■ Exercise description ■
Reproduce the data below character for character, leaving the picture out of your answer.
┌────────
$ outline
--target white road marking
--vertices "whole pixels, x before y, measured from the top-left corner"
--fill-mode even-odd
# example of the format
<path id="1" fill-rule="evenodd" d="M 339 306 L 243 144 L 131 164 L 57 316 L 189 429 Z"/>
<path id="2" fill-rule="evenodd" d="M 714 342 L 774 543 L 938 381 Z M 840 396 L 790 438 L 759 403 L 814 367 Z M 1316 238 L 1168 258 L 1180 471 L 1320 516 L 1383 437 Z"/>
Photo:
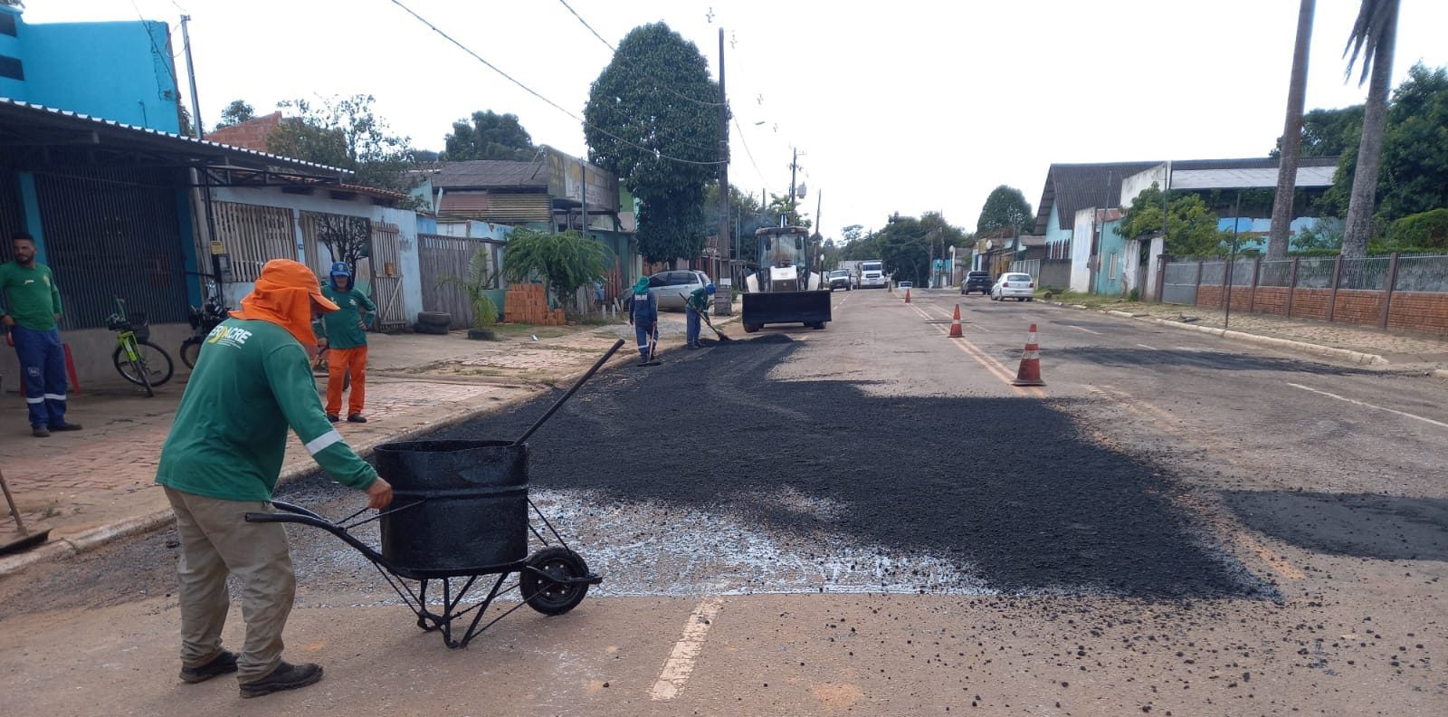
└────────
■ Written solution ■
$ outline
--target white road marking
--vertices "whole pixels, x before y, measured from the top-left corner"
--fill-mode even-odd
# example of the format
<path id="1" fill-rule="evenodd" d="M 339 306 L 243 144 L 131 164 L 57 316 L 189 429 Z"/>
<path id="2" fill-rule="evenodd" d="M 714 342 L 774 543 L 938 381 Z M 840 396 L 790 438 L 759 403 L 814 367 Z M 1316 238 L 1168 258 L 1180 471 L 1320 516 L 1383 437 Z"/>
Photo:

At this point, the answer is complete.